- _SET TASK_: Count the lines in the listing below that contain the string "window", and reply with only that number.
--
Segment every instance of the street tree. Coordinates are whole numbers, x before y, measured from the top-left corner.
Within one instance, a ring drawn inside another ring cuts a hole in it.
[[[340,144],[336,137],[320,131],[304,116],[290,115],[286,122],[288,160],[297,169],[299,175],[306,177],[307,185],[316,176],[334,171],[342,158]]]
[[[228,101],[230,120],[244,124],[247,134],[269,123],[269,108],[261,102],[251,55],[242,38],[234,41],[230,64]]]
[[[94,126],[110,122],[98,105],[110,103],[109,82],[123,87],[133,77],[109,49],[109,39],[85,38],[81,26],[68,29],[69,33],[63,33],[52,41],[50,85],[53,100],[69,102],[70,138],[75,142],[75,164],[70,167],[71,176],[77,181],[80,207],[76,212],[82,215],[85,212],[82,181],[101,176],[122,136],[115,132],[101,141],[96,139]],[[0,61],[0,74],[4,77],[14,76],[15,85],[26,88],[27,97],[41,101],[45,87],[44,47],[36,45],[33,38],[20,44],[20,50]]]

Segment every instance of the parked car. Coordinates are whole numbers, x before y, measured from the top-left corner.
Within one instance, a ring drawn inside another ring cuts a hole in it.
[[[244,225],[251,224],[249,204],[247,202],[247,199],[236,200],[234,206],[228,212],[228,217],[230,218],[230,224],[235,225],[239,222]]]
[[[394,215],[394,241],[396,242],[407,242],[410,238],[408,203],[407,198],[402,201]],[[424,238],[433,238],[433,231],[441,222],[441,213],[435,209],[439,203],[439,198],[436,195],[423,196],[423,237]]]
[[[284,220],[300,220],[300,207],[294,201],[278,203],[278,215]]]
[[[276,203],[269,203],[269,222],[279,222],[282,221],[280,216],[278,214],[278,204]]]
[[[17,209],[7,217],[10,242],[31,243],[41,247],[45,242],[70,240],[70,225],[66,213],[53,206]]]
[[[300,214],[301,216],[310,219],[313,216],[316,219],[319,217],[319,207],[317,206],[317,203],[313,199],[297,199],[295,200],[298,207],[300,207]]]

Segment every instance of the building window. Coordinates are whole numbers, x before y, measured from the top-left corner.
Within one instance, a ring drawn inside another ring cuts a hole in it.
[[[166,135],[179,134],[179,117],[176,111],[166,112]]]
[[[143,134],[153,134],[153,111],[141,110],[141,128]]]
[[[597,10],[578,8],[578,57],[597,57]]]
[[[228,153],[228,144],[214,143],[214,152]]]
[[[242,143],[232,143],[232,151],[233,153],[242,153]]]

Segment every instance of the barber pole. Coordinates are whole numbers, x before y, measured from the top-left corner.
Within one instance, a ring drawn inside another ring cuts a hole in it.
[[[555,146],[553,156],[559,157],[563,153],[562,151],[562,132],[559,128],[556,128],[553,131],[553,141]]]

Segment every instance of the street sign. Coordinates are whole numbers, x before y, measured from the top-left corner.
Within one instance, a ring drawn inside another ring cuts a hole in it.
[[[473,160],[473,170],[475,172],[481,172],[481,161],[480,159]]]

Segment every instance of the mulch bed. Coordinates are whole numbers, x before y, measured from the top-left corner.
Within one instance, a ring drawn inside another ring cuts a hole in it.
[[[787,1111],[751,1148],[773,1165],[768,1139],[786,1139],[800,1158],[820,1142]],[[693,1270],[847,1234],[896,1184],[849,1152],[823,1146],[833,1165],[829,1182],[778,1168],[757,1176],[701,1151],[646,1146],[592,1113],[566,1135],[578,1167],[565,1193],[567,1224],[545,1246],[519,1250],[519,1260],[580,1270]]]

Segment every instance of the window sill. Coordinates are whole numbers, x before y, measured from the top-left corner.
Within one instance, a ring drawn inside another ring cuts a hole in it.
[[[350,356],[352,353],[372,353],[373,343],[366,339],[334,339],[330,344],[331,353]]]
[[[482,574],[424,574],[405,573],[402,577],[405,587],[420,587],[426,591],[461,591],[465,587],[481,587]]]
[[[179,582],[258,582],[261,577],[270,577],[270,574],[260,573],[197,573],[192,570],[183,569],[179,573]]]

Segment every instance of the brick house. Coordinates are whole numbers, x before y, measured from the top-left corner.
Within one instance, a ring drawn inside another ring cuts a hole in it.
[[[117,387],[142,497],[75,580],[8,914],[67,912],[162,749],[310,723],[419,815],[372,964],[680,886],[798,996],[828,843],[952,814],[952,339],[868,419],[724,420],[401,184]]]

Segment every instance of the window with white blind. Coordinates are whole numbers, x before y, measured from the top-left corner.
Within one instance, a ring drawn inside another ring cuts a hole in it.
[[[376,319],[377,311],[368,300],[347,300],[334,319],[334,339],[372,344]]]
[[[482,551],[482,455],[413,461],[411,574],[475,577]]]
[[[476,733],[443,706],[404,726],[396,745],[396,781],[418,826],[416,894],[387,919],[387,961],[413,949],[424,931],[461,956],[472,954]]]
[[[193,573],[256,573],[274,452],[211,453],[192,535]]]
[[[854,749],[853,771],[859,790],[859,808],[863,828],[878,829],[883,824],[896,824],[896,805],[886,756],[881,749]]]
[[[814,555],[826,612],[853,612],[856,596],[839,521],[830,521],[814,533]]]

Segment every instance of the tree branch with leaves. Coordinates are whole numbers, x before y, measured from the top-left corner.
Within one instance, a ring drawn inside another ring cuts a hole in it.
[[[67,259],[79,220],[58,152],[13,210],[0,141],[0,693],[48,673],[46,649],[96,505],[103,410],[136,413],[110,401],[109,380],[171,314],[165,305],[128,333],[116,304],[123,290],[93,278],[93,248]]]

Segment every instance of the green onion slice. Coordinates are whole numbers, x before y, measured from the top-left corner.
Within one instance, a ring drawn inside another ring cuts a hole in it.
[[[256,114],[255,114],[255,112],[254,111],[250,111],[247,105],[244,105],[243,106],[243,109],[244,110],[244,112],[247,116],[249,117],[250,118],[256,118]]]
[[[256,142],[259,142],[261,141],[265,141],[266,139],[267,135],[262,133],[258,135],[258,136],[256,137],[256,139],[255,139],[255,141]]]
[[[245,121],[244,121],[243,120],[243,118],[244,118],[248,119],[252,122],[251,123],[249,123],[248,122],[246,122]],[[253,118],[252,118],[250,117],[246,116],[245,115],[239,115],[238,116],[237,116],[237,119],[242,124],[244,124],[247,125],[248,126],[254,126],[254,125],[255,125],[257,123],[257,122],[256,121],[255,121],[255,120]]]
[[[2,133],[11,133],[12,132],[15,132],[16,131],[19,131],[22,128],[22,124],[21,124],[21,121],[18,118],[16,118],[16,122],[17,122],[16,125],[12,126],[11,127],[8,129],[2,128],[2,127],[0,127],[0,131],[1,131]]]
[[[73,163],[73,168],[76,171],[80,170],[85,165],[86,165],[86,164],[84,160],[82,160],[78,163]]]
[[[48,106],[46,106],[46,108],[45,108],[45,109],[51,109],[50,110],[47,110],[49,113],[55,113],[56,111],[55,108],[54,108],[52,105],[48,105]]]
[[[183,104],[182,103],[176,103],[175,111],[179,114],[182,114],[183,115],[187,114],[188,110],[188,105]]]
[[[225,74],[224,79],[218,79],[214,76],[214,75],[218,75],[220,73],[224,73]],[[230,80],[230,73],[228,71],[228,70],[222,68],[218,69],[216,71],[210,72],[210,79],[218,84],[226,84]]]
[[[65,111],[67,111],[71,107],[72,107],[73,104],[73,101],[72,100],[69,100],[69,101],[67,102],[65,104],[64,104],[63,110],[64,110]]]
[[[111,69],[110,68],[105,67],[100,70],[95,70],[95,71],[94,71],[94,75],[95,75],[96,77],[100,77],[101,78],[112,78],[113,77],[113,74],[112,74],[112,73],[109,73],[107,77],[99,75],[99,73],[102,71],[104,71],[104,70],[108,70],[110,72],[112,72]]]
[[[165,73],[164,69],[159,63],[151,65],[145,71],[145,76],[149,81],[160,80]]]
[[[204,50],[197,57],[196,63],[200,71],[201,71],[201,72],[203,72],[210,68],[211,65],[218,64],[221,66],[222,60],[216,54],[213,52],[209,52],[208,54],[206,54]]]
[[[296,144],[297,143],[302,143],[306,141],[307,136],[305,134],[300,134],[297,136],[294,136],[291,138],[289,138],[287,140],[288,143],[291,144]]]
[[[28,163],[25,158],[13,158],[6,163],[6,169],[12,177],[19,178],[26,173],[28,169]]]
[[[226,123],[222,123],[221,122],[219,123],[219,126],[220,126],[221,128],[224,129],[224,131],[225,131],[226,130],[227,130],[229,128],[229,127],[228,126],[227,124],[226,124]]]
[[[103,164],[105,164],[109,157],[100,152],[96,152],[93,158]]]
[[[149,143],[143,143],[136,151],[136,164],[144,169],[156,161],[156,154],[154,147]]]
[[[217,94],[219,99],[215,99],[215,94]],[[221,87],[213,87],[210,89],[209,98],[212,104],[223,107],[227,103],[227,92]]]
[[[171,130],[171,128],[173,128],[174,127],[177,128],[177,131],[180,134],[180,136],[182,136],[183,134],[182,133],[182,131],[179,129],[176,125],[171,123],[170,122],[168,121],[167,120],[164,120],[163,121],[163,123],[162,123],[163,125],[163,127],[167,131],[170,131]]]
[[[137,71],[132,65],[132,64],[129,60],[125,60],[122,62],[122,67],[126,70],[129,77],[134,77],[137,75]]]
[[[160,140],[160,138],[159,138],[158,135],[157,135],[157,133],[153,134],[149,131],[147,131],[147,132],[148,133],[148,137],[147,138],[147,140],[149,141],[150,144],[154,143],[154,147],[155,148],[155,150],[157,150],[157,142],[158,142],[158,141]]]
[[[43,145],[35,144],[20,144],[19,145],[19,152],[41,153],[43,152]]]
--
- _FULL SOLUTION_: 3